(Source data)

++++++

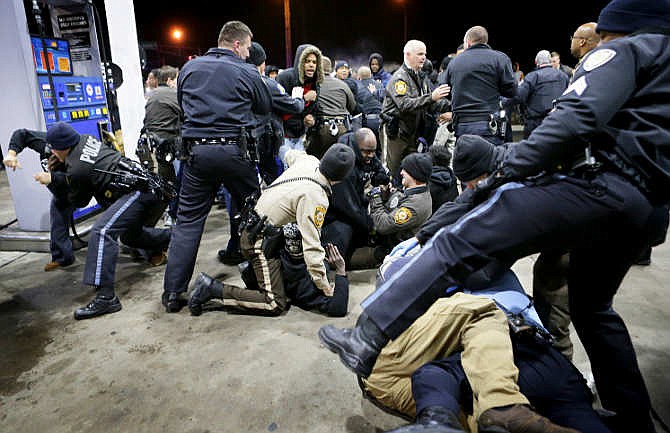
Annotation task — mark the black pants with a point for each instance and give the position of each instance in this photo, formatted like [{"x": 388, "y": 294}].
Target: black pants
[
  {"x": 132, "y": 217},
  {"x": 210, "y": 166},
  {"x": 554, "y": 387},
  {"x": 60, "y": 245},
  {"x": 605, "y": 223}
]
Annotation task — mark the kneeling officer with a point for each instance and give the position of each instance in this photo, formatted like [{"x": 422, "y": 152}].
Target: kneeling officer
[
  {"x": 300, "y": 195},
  {"x": 133, "y": 200}
]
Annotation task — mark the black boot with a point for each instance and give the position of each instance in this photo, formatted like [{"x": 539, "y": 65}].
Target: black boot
[
  {"x": 433, "y": 419},
  {"x": 173, "y": 302},
  {"x": 358, "y": 347},
  {"x": 97, "y": 307},
  {"x": 205, "y": 288},
  {"x": 439, "y": 415}
]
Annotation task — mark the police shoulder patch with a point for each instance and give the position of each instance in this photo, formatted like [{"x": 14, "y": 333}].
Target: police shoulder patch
[
  {"x": 319, "y": 216},
  {"x": 400, "y": 87},
  {"x": 281, "y": 89},
  {"x": 402, "y": 215},
  {"x": 598, "y": 58}
]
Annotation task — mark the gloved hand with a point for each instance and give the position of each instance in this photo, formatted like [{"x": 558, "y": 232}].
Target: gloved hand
[
  {"x": 486, "y": 186},
  {"x": 375, "y": 192},
  {"x": 405, "y": 247}
]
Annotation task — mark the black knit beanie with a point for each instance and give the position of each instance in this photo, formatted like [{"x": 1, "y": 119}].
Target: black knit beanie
[
  {"x": 256, "y": 54},
  {"x": 337, "y": 162},
  {"x": 62, "y": 136},
  {"x": 473, "y": 156},
  {"x": 627, "y": 16},
  {"x": 418, "y": 165}
]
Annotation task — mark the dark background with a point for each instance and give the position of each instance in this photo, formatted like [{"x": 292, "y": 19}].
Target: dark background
[{"x": 351, "y": 30}]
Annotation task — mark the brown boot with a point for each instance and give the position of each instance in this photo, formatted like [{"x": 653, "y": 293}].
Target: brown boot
[{"x": 517, "y": 419}]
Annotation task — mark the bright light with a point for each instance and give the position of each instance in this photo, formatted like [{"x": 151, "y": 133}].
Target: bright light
[{"x": 177, "y": 34}]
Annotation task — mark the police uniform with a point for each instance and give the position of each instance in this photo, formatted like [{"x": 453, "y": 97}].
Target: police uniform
[
  {"x": 131, "y": 211},
  {"x": 60, "y": 210},
  {"x": 408, "y": 96},
  {"x": 604, "y": 215},
  {"x": 220, "y": 95},
  {"x": 537, "y": 93},
  {"x": 401, "y": 215},
  {"x": 478, "y": 77},
  {"x": 273, "y": 137},
  {"x": 300, "y": 195}
]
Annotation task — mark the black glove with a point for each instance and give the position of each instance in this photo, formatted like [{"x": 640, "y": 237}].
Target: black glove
[
  {"x": 380, "y": 178},
  {"x": 375, "y": 192},
  {"x": 486, "y": 186}
]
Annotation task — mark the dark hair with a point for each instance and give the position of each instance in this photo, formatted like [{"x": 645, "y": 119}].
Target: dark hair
[
  {"x": 440, "y": 154},
  {"x": 234, "y": 31},
  {"x": 166, "y": 72}
]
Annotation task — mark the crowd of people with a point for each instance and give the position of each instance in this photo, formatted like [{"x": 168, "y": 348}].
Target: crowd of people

++++++

Where the line containing "Annotation task — mark the police uniform" appears, start copying, and go on exactly through the last line of the data.

Annotation task — mark the police uniform with a point for each instance and give the position of each instance in this photo, formatted like [{"x": 453, "y": 97}].
Target: police uniform
[
  {"x": 131, "y": 211},
  {"x": 60, "y": 210},
  {"x": 408, "y": 96},
  {"x": 604, "y": 215},
  {"x": 220, "y": 95},
  {"x": 537, "y": 93},
  {"x": 401, "y": 215},
  {"x": 478, "y": 77},
  {"x": 273, "y": 137},
  {"x": 300, "y": 195}
]
Annotation task — mark the black glove with a point for each instance and give the position of each instance in this photo, formatted like [{"x": 640, "y": 237}].
Target: black glove
[
  {"x": 380, "y": 178},
  {"x": 375, "y": 192},
  {"x": 486, "y": 186}
]
Annotation task — mark the dark hair with a point for each instance and give the position of each instance in this photo, formatted like [{"x": 645, "y": 119}].
Target: dark hair
[
  {"x": 440, "y": 154},
  {"x": 234, "y": 31},
  {"x": 166, "y": 72}
]
Annotation task — mark the crowd of people with a point for each instance and give the position of each instance in this photo, formatted like [{"x": 168, "y": 348}].
Target: crowd of people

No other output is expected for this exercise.